Direction: Edit the part of the listing that opens with the line containing "Target: black cockatoo sculpture" and runs through the end of the listing, replacing "weathered" with "corroded" and leaving everything else unchanged. Give back only that part and leave out the pictures.

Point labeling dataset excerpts
--- Begin ---

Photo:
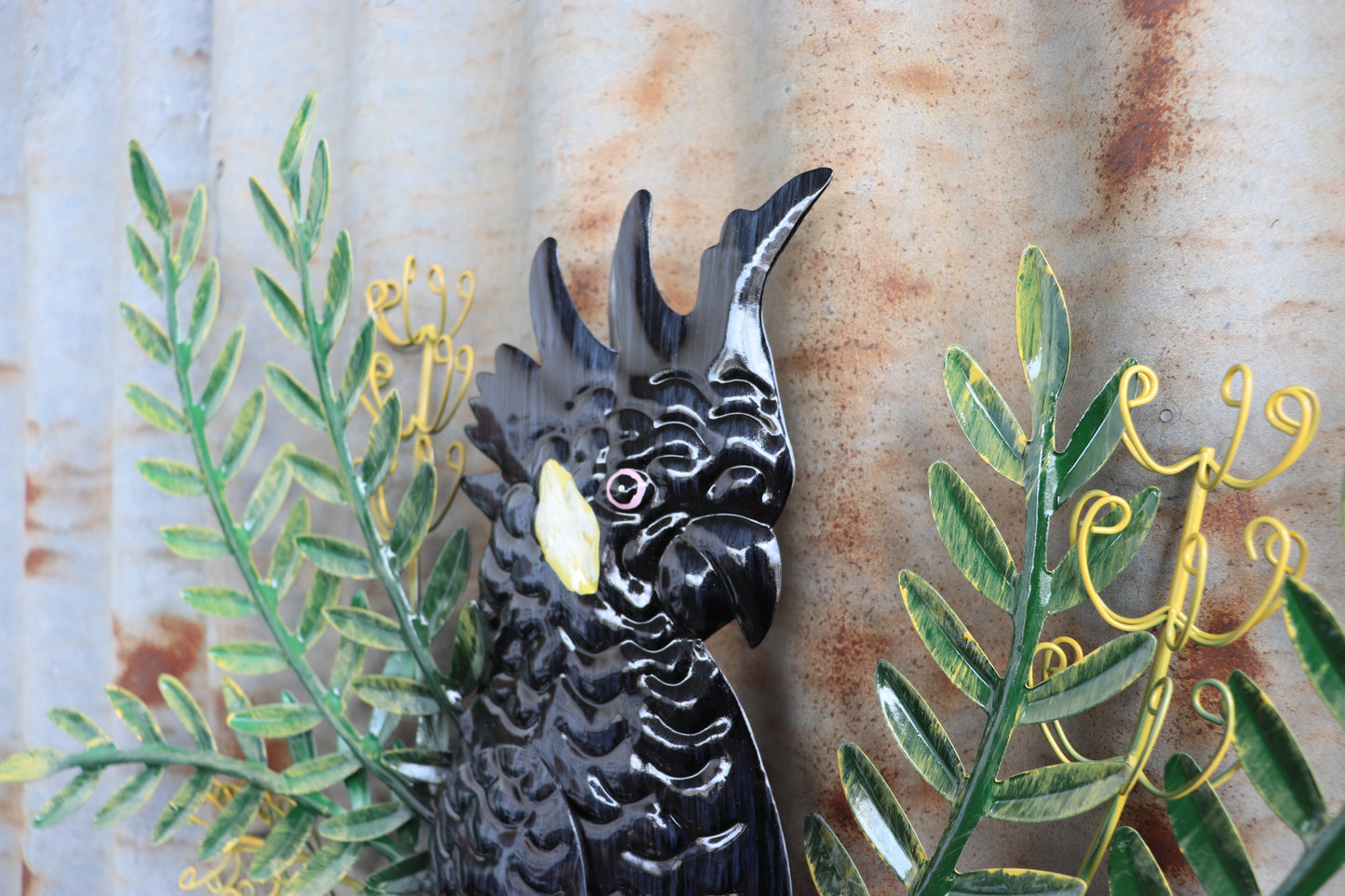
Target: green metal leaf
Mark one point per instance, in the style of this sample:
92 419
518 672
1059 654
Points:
274 223
319 184
193 229
324 869
350 657
395 694
879 814
413 515
319 478
171 476
1042 332
222 603
235 702
317 774
1274 762
296 144
365 823
296 400
276 720
383 723
194 542
1107 555
31 765
182 806
128 798
242 436
356 368
283 310
399 877
222 374
1015 881
339 280
833 871
335 555
203 307
369 628
135 715
468 660
1057 791
283 844
972 537
919 732
446 582
142 257
322 594
1131 866
268 497
148 189
78 726
1097 677
284 555
948 639
1094 439
232 822
155 409
1205 835
183 705
383 437
147 332
984 415
1318 640
67 799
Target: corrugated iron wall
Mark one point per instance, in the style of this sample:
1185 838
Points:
1178 162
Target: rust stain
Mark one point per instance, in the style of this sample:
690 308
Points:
165 645
1150 129
38 561
31 495
924 78
676 41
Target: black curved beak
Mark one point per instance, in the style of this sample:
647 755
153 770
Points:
719 569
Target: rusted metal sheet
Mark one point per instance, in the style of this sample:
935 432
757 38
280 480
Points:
1178 162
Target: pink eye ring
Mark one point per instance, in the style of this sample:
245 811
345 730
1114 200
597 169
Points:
634 500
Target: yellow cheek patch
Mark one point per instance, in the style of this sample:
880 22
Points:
567 528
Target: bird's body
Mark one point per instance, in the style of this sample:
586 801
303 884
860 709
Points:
604 751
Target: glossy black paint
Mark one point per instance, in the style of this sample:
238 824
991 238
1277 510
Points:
604 751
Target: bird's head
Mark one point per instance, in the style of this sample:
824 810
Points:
658 467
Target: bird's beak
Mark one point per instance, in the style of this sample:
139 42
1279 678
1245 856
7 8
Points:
567 528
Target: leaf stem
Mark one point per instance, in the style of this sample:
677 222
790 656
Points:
262 594
380 555
1032 597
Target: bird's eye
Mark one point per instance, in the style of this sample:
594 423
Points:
625 488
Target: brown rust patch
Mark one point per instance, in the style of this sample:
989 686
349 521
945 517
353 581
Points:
676 39
38 561
166 645
1150 129
924 78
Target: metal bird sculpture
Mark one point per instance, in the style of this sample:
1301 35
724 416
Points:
604 751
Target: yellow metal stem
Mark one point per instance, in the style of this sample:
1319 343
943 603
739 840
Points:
1188 582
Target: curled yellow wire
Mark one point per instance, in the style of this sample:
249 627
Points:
440 359
1293 410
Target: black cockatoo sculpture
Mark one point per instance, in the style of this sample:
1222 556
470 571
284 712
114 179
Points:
604 753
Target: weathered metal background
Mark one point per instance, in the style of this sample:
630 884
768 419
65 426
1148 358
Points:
1179 163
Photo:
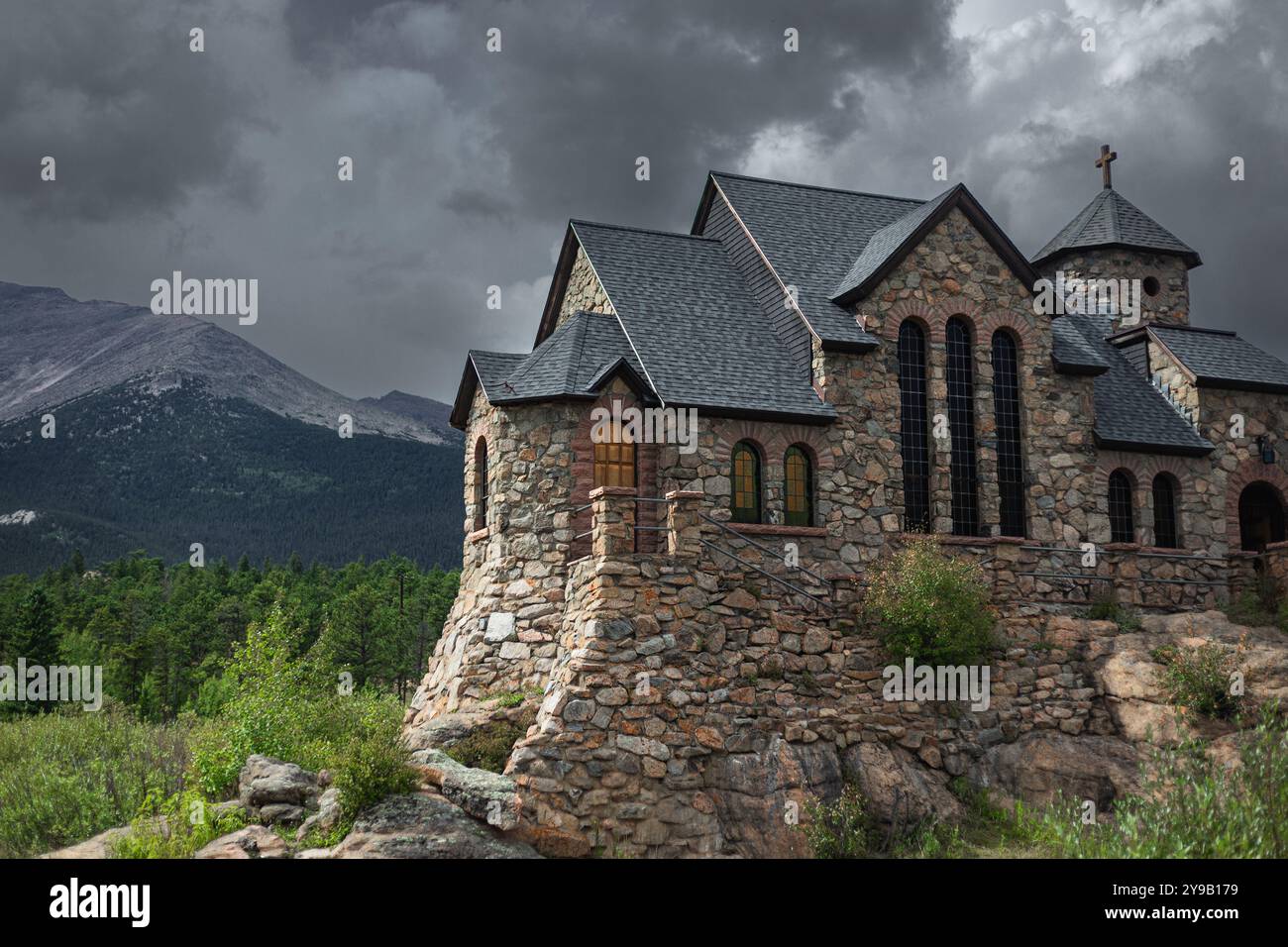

--- End ---

Written solution:
Target: black cockatoo sculpture
Mark one point per instance, in the style of this sample:
1222 556
470 571
284 712
114 179
Points:
604 753
Target: corroded metal background
Mark one point per instance, in the style of this sample:
630 884
768 419
65 426
1148 358
Points:
1179 163
Photo:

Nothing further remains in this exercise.